This single file can be thresholded anyways you want (the tstat pstat files are alternating, in pairs). However, one decent method would be using cluster-size thresholding based on a Monte Carlo simulation of the expected null stat sizes.
In this case, we first estimate the smoothness of each input functional file (the ones we used to generate the correlation maps). This can be done pretty easily with AFNI’s 3dFWHMx
:
output='fwhm.csv'
echo '#x y z' > ${output}
for run in $(ls data/*func-mni*); do
xyz=$(3dFWHMx -mask anat_MNI_mask.nii.gz -demean -input ${run})
echo ${xyz} >> ${output}
done
Now we can compute the mean smoothness in the x, y, and z dimensions across all of our subjects:
import numpy as np
x = np.genfromtxt('fwhm.csv', skip_header=1)
x = np.mean(x, axis=0)
np.savetxt('fwhm-means.csv', x)
And finally run the Monte Carlo cluster simulation using AFNI’s 3dClustSim
:
x=$(cat fwhm-means.csv | head -1 | xargs)
y=$(cat fwhm-means.csv | head -2 | tail -1 | xargs)
z=$(cat fwhm-means.csv | tail -1 | xargs)
3dClustSim \
-mask anat_mni_mask.nii.gz \
-fwhmxyz ${x} ${y} ${z} \
-iter 10000 \
-nodec \
-prefix clust_sizes.1D
Which will output a file that looks something like this:
# Grid: 61x73x61 3.00x3.00x3.00 mm^3 (70766 voxels in mask)
#
# CLUSTER SIZE THRESHOLD(pthr,alpha) in Voxels
# -NN 1 | alpha = Prob(Cluster >= given size)
# pthr | .10000 .05000 .02000 .01000
# ------ | ------ ------ ------ ------
0.020000 222 259 306 335
0.010000 132 154 182 200
0.005000 85 101 122 136
0.002000 51 62 75 87
0.001000 36 44 54 63
0.000500 25 31 40 47
0.000200 15 20 26 32
0.000100 10 14 19 24
This is a pretty useful table. The left column has a list of uncorrected p thresholds, and the top has a list of alpha levels. The values in the table are the number of connected voxels at a given p value required to satisfy some alpha level. We’re going to assume you’re hoping to publish with an alpha of 0.05. Depending on our hypothesis, we might expect our significant regions to be small (say some subcortical region), or large (the dorsolateral prefrontal cortex). If they are large, we can relax our p threshold (say to 0.02) and look for clusters with > 259 voxels. If they are small, we can set our p threshold to something like 0.0005 and look for clusters with > 31 voxels. This stage might take a few different tries to see how the data looks under different conditions, which is why the epi-cluster
tool is separate from the long-running epi-randomize
.

★ ★ ★ ★

Set of tasks.
1 – Translate this sentence from the passage on cluster-size thresholding into Spanish: "The left column has a list of uncorrected p thresholds, and the top has a list of alpha levels."
2 – In the passage on cluster-size thresholding, which AFNI tool is used to estimate the smoothness of each input functional file?

★ ★ ★ ★

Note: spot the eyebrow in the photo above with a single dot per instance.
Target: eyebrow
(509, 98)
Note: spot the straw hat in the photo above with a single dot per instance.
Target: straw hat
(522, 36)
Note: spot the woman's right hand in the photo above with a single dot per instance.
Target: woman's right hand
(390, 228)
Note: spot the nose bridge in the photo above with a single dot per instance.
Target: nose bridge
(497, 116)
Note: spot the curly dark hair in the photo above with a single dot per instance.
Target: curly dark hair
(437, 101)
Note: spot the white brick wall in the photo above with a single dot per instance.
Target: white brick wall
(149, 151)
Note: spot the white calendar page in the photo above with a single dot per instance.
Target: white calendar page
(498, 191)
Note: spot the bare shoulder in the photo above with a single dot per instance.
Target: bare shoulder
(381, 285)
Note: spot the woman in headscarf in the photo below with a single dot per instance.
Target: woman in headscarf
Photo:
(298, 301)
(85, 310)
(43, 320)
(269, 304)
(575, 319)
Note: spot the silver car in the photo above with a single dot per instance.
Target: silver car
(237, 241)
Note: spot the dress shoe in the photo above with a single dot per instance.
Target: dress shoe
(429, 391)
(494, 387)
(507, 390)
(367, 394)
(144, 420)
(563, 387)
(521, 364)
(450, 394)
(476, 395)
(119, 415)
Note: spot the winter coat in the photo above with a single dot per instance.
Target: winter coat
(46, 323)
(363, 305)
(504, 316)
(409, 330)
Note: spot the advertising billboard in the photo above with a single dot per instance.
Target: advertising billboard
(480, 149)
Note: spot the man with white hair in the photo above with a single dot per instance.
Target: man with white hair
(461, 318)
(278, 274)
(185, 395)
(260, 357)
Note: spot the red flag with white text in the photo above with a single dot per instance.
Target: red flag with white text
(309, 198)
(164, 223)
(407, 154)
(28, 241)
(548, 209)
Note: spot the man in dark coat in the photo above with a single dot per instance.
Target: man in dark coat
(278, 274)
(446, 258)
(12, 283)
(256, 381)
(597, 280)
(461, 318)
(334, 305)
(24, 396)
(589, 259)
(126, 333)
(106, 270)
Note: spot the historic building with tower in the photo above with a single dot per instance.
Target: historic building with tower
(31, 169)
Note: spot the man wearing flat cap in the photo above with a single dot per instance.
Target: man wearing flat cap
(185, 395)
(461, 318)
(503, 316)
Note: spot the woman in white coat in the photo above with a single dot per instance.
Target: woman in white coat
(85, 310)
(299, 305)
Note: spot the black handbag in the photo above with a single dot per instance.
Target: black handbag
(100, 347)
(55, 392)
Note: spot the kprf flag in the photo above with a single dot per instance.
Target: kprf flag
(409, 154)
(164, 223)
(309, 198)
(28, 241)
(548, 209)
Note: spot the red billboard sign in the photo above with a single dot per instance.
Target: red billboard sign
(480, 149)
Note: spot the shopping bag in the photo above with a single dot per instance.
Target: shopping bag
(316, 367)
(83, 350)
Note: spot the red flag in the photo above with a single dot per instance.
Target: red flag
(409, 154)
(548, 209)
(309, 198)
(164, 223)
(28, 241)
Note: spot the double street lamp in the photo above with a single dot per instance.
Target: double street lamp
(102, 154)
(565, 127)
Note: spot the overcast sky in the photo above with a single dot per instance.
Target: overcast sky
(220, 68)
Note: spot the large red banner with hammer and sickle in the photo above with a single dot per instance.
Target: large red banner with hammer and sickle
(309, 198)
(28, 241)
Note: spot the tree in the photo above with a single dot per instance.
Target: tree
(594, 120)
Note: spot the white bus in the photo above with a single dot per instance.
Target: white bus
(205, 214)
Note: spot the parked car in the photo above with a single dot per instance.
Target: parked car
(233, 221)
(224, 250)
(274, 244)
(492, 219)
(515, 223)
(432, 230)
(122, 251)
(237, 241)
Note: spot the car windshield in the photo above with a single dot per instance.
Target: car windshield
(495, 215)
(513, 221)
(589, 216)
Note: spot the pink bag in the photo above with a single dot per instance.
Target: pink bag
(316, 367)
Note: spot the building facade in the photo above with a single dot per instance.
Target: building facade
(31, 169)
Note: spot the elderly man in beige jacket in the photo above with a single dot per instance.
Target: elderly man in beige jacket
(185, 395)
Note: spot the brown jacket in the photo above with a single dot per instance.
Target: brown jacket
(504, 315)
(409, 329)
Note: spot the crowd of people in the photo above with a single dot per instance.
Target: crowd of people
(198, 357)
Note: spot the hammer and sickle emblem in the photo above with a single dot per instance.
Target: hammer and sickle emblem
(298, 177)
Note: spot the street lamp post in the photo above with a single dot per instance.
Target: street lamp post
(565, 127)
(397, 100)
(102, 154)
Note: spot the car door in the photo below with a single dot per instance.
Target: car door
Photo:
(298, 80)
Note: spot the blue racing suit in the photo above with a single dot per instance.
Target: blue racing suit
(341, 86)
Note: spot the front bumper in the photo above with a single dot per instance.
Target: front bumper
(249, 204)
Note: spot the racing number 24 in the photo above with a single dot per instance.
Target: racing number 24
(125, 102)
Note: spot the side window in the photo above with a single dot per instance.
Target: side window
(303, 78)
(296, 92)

★ ★ ★ ★

Task-by-task outputs.
1 – La columna de la izquierda contiene una lista de umbrales p no corregidos, y la parte superior contiene una lista de niveles alfa.

2 – 3dFWHMx